Pietro, o menino gaúcho que sobreviveu à enxurrada (Foto: Reprodução UOL)

Pietro, o menino gaúcho que sobreviveu à enxurrada (Foto: Reprodução UOL)

Nesta crise climática e humanitária que vitimou o Rio Grande do Sul, nada me foi mais comovente do que o depoimento de uma criança chamada PIETRO, talvez da idade dos meus filhos (uns 09 a 10 anos). Narrando sua desventura sem qualquer engasgo de choro, contou ele que estava com os seus avós quando a casa desmoronou, tendo sobrevivido porque passou três dias agarrado a uma árvore, salvo da submersão na correnteza pelo avô.

No seu depoimento em vídeo, o vocativo “MEU VÔ” aparece algumas vezes, sempre num ato de heroísmo: saltando de casa para uma árvore; em momentos, da árvore para outra; noutro sustentando a avó, para ela não submergir; em outro, abraçando o neto e resgatando-o por duas vezes, para que o turbilhão da água não o levasse…

Em que pese o esforço hercúleo do “Meu Vô”, diz Pietro que a avó não sobreviveu. Sua história afivelou o meu coração de neto de profunda nostalgia. Todos os meus sentimentos de solidariedade e ternura recaíram sobre estes dois personagens da tragédia: Pietro, pela tristeza da infância roubada, obrigando-lhe a fazer um relato amadurecido da morte; seu Avô, que fez o possível e o impossível para salvar a família.

Fico às vezes absorto pensando sobre a importância dos avós no aperfeiçoamento da sociedade e na educação interna das famílias. Inspiro-me nos meus avós maternos, Raimundo e Idalina.  Nos jardins da minha memória, onde o tempo dança ao ritmo suave das lembranças, reservo um legado de bravura e sacrifício próprio do heroísmo para eles. Foram eles titãs que moldaram o nosso mundo existencial com suas mãos calejadas e corações generosos. Foram eles como faróis na tempestade, guiando-nos através das tormentas da vida com sua sabedoria e experiência.

O heroísmo dos nossos avôs transcende as páginas da vida e se enraíza profundamente em nossos corações.  São feitos anônimos, cujas façanhas passam despercebidas aos olhos até mesmo dos filhos. Meus pais, avôs de 40 netos, ensinaram a eles (aos netos) muito mais do que nós mesmos (os pais).

### Dados em estudo
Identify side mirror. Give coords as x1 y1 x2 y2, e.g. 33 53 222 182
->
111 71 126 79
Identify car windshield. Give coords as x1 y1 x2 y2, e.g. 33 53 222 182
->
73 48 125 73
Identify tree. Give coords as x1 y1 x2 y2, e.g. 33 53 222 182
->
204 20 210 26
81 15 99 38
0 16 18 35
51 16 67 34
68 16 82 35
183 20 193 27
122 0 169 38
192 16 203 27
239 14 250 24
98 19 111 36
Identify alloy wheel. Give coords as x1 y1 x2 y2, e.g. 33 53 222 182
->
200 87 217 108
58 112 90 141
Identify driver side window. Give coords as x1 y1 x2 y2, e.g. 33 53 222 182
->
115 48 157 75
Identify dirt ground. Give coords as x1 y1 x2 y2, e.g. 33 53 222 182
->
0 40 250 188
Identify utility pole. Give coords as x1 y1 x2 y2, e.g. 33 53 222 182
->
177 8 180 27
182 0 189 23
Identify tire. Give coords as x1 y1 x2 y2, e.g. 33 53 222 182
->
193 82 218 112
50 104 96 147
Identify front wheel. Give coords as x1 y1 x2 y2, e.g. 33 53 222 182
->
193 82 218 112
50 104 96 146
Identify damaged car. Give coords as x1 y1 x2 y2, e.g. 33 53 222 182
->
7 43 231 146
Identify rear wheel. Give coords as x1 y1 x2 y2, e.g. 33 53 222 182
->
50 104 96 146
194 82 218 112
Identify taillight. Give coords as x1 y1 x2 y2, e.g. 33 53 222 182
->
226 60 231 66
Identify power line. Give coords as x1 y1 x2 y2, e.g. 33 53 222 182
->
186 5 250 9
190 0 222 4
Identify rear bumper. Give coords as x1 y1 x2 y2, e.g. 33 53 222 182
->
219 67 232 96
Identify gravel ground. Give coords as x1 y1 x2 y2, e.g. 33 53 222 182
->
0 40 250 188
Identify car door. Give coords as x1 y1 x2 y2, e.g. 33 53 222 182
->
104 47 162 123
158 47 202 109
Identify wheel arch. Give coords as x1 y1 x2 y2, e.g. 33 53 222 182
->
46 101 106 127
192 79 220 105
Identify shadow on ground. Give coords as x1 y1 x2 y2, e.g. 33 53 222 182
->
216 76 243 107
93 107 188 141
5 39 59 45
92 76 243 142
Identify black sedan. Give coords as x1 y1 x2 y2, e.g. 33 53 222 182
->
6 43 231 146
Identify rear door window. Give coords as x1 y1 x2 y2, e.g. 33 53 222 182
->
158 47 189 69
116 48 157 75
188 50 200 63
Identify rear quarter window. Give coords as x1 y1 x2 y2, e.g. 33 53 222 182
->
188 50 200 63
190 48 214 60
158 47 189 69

### Verifique sua compreensão
1. Resuma em duas frases o texto sobre Pietro.
2. Transforme em lista o parágrafo do texto sobre Pietro que começa com "No seu depoimento em vídeo", mantendo seus fatos principais.
3. De acordo com o texto sobre Pietro, por quantos dias o menino ficou agarrado a uma árvore?
A listagem vem de uma fonte diferente da do trecho.

### Respostas em ordem
1. Pietro, um menino gaúcho, sobreviveu à enxurrada no Rio Grande do Sul após passar três dias agarrado a uma árvore, salvo da correnteza pelo avô, embora a avó não tenha sobrevivido. A história leva quem escreve a refletir sobre a importância dos avós na sociedade e na educação das famílias, inspirando-se nos avós maternos, Raimundo e Idalina.

2.
No depoimento em vídeo, "Meu vô" aparece algumas vezes, sempre num ato de heroísmo:
- saltando de casa para uma árvore;
- passando, em momentos, de uma árvore para outra;
- sustentando a avó para ela não submergir;
- abraçando o neto e resgatando-o duas vezes para que a água não o levasse.

3. Por três dias.